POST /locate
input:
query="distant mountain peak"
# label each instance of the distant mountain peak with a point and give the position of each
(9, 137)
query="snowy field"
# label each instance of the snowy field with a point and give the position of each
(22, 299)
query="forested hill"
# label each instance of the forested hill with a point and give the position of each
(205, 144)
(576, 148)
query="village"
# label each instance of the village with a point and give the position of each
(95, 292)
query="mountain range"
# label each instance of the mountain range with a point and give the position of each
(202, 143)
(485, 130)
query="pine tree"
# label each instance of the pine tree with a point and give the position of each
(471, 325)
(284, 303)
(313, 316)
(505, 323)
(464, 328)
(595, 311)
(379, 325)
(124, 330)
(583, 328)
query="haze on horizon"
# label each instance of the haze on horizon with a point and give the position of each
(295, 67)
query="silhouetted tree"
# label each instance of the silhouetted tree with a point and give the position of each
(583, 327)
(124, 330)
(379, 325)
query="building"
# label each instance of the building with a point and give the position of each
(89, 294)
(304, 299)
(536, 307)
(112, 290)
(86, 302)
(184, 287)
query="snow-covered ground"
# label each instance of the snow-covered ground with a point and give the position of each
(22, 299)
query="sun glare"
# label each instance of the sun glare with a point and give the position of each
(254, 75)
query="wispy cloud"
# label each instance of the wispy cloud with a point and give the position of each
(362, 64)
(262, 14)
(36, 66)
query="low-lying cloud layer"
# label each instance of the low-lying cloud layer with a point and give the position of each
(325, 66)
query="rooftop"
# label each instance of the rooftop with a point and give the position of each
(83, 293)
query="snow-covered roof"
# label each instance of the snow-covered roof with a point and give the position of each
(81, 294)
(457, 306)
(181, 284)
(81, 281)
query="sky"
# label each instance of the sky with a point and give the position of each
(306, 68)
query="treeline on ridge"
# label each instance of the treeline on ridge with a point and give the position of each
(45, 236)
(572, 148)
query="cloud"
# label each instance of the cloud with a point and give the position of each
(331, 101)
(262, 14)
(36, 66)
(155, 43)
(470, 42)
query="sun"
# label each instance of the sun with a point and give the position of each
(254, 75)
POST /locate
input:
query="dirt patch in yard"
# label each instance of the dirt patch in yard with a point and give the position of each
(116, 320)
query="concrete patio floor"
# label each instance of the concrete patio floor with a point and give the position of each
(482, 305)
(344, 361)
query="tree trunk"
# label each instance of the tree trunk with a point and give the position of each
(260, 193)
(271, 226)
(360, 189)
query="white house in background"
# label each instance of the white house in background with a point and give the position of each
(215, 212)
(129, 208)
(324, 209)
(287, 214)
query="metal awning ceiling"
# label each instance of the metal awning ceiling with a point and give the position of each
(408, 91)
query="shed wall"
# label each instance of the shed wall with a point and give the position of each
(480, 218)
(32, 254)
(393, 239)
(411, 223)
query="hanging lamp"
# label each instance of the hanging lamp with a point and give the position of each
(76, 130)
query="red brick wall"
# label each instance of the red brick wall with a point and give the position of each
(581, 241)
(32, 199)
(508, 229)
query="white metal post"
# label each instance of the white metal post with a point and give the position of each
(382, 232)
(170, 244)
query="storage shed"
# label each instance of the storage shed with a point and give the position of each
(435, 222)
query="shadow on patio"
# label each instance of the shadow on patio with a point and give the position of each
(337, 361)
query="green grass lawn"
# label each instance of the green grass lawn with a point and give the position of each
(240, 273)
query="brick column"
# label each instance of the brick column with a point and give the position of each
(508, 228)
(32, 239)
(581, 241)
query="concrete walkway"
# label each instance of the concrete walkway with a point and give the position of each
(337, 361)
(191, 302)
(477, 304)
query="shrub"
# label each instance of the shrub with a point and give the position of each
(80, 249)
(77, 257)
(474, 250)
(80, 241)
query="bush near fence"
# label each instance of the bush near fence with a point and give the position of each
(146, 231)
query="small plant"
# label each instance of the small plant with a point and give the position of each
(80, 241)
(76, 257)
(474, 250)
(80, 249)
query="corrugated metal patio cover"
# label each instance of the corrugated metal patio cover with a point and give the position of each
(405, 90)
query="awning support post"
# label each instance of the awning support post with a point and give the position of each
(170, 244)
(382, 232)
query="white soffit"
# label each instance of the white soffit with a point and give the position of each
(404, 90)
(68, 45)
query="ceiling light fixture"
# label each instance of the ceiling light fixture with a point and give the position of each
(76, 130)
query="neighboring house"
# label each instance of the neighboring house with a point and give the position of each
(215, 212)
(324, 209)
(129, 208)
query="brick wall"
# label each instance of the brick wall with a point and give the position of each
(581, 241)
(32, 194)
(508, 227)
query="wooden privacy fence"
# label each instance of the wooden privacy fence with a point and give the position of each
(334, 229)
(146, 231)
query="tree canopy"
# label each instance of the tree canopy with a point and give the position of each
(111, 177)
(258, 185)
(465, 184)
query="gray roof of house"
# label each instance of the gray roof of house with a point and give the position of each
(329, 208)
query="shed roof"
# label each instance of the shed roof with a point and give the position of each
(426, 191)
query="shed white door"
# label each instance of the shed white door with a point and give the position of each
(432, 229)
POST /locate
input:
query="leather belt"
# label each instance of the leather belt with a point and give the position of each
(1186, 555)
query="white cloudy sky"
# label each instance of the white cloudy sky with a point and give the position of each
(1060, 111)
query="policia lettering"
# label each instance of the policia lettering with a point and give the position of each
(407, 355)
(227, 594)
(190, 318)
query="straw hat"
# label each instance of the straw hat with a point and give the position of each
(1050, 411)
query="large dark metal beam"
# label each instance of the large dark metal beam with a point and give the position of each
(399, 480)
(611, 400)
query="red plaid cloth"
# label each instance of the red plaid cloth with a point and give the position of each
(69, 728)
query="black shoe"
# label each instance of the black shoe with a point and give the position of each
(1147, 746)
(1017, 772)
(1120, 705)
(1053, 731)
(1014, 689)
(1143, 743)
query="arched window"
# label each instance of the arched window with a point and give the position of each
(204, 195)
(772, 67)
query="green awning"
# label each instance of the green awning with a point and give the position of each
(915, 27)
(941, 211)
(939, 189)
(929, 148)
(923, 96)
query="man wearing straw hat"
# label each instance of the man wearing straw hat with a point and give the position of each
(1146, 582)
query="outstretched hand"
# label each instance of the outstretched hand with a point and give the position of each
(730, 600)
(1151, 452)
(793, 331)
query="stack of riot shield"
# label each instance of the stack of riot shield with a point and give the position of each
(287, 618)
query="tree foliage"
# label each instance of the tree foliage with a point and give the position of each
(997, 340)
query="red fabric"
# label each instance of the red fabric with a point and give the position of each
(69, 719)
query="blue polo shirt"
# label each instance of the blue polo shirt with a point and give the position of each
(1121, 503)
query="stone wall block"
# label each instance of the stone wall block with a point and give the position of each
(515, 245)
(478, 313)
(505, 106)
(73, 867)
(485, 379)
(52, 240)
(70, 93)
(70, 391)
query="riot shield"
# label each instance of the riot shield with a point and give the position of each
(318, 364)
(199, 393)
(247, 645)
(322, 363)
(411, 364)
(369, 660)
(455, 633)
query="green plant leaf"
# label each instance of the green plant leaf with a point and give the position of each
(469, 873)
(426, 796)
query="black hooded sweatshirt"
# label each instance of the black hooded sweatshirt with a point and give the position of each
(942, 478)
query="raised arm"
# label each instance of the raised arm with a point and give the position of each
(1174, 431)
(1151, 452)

____

Exercise instructions: Return every line of the material exactly.

Answer for this exercise:
POST /locate
input:
query="distant mountain peak"
# label each instance of the distant mountain peak with a point and give the position of each
(9, 137)
query="snowy field"
# label each instance of the snowy field with a point and give the position of each
(22, 299)
query="forested hill"
# label each instance of the forested hill with a point and give the position of each
(205, 144)
(576, 148)
query="village"
# label each instance of the village with a point and give the position of each
(95, 292)
query="mountain range"
# label each instance of the mountain range with a point and give the position of each
(202, 143)
(485, 130)
query="pine tree"
# label each instance of the pine tree with a point and give the position of each
(471, 325)
(284, 303)
(313, 316)
(505, 323)
(464, 328)
(595, 311)
(379, 325)
(124, 330)
(583, 328)
query="haze on horizon"
# label each instance of the haze on horizon with a point and give the position of each
(295, 67)
query="silhouetted tree"
# label each instance of the silhouetted tree with a point and give the position of each
(583, 327)
(124, 330)
(379, 325)
query="building"
# label each instance of the building with a point and give the position of each
(89, 294)
(304, 299)
(536, 307)
(112, 290)
(86, 302)
(184, 287)
query="snow-covered ground"
# label each instance of the snow-covered ground with a point and give the position of each
(22, 299)
query="sun glare"
# label each instance of the sun glare with a point and give the position of each
(254, 75)
query="wispy cloud"
# label each instance of the wispy cloud with a point and give the position of each
(362, 64)
(262, 14)
(36, 66)
query="low-lying cloud layer"
# label each instance of the low-lying cloud layer with a point and give the position of each
(325, 66)
query="rooftop"
# label each instance of the rooftop with a point and give the position of each
(83, 293)
query="snow-covered roof"
# label each instance of the snow-covered roof with a point and give the position of each
(81, 294)
(457, 306)
(181, 284)
(81, 281)
query="sky"
# label each instance of the sky with a point and give the position of each
(306, 68)
query="treeline on ridge"
# label each instance of the treeline on ridge with a point and give the position of each
(45, 236)
(572, 148)
query="cloud"
# label each instance of the cloud with a point and give the position of each
(331, 101)
(262, 14)
(36, 66)
(155, 43)
(470, 42)
query="sun"
# label each instance of the sun with a point and give the position of each
(254, 75)
POST /locate
input:
query="dirt patch in yard"
# label each instance of the dirt patch in yard with a point and give the position of each
(116, 320)
query="concrete patio floor"
# label each instance of the concrete patio floor with a point and give the position of each
(482, 305)
(344, 361)
query="tree trunk"
# label each instance of the tree trunk with a point and give the position of each
(260, 193)
(271, 226)
(360, 189)
query="white house in background"
# label each instance of the white house in background with a point and give the position of each
(215, 212)
(129, 208)
(324, 209)
(287, 214)
query="metal awning ceiling"
# label each instance of the metal awning ceiling with a point and give the position of each
(408, 91)
query="shed wall"
# label each instance of the shed wall with a point and give the position of each
(480, 218)
(32, 254)
(393, 239)
(411, 223)
query="hanging lamp"
# label each instance of the hanging lamp with a point and give the position of each
(76, 130)
query="red brick wall"
# label each instance of the red brick wall with a point and give the position of each
(581, 241)
(32, 199)
(508, 229)
query="white metal post"
# label each instance of the white metal post with a point and give the position of each
(382, 232)
(170, 244)
query="storage shed"
# label each instance of the storage shed with a point and give the position of each
(435, 222)
query="shadow on patio"
# label each instance of the shadow on patio with a point and give the position of each
(337, 361)
query="green grass lawn"
# label each instance of the green grass lawn with a point and give the position of each
(240, 273)
query="brick column"
# label each instance of the brick column with a point and give the position of each
(508, 228)
(32, 239)
(581, 241)
query="concrete walkway"
# label each instance of the concrete walkway with a point and give the position of each
(337, 361)
(191, 302)
(477, 304)
query="shrub"
# label each instance of the shrub with a point and give the position of each
(80, 249)
(77, 257)
(474, 250)
(80, 241)
query="bush near fence"
# label each instance of the bush near fence with a point and give the position of each
(146, 231)
query="small plant"
# label each instance of the small plant with a point and give the position of each
(80, 241)
(76, 257)
(474, 250)
(80, 249)
query="corrugated metal patio cover"
# label each instance of the corrugated metal patio cover with a point and give the position of each
(405, 90)
query="awning support post"
# label each instance of the awning support post with a point and give the position of each
(170, 244)
(382, 232)
query="white soffit"
# label each instance of the white soffit with a point and give the position of each
(404, 90)
(68, 45)
query="ceiling light fixture"
# label each instance of the ceiling light fixture with a point and give the position of each
(76, 130)
query="neighboring house"
# label each instance of the neighboring house with a point and give the position of each
(215, 212)
(324, 209)
(129, 208)
query="brick wall"
# label each instance of the brick wall with a point and give the position of each
(581, 241)
(32, 194)
(508, 227)
query="wooden privacy fence"
# label each instance of the wooden privacy fence with a point and give the position of each
(334, 229)
(146, 231)
query="tree canopy"
# label each instance of the tree canopy with a point and give the position of each
(111, 177)
(258, 185)
(465, 184)
query="gray roof of house"
# label each instance of the gray roof of house with a point and give the position of each
(329, 208)
query="shed roof"
# label each instance of the shed roof with a point and give the position of each
(426, 191)
query="shed white door"
# label each instance of the shed white door with a point and give the position of each
(432, 229)
POST /locate
input:
query="leather belt"
# label each instance of the leather belt with a point and give the position of each
(1186, 555)
query="white cloudy sky"
# label each instance of the white cloudy sky with a point and give the position of each
(1060, 111)
query="policia lettering"
# label each instance of the policia lettering with a point and give the position of each
(407, 355)
(227, 594)
(190, 318)
query="straw hat"
# label each instance of the straw hat with a point and give the position of each
(1050, 411)
query="large dark metal beam"
# label each instance of the large dark metal beam with a point and give the position of each
(399, 480)
(611, 400)
query="red plaid cloth"
# label each instance of the red plaid cloth with a point and give the position of each
(69, 728)
query="black shoe"
# label each instance of the black shoe with a point and give the position of each
(1147, 746)
(1017, 772)
(1120, 705)
(1053, 731)
(1014, 689)
(1143, 743)
query="arched window"
# label each instance of the arched window with a point and give the position of each
(204, 195)
(772, 67)
query="green awning"
# label each instance of the green awning with a point and give the position of each
(915, 27)
(941, 211)
(939, 189)
(929, 148)
(923, 96)
query="man wearing straw hat"
# label each instance of the man wearing straw hat with a point and give the position of each
(1146, 582)
query="outstretched hand"
# label each instance of the outstretched hand with a point and give the position of each
(730, 600)
(1151, 452)
(793, 331)
query="stack of riot shield"
# label each instance of the stack of riot shield with a point and give the position of each
(287, 618)
query="tree foliage"
# label each instance of the tree foliage with a point and give the position of each
(997, 340)
query="red fabric"
# label each instance of the red fabric with a point and give the position of each
(69, 719)
query="blue polo shirt"
# label each instance of the blue polo shirt with a point and give the position of each
(1121, 503)
query="stone wall block"
# label each instance of the stone wall block with a point and give the position of each
(515, 245)
(478, 313)
(505, 106)
(73, 867)
(485, 379)
(52, 240)
(70, 93)
(70, 391)
query="riot shield"
# label each instance of the riot shield with a point and give the position of each
(318, 364)
(199, 393)
(247, 645)
(322, 363)
(411, 364)
(369, 660)
(455, 633)
query="green plant leaf"
# label each instance of the green plant leaf with a point and give the position of each
(469, 873)
(426, 796)
query="black hooded sweatshirt"
# label each instance of the black hooded sweatshirt with a point and give the position of each
(942, 478)
query="raised arm"
# label each instance of the raised arm with a point and give the position of each
(1174, 431)
(1151, 452)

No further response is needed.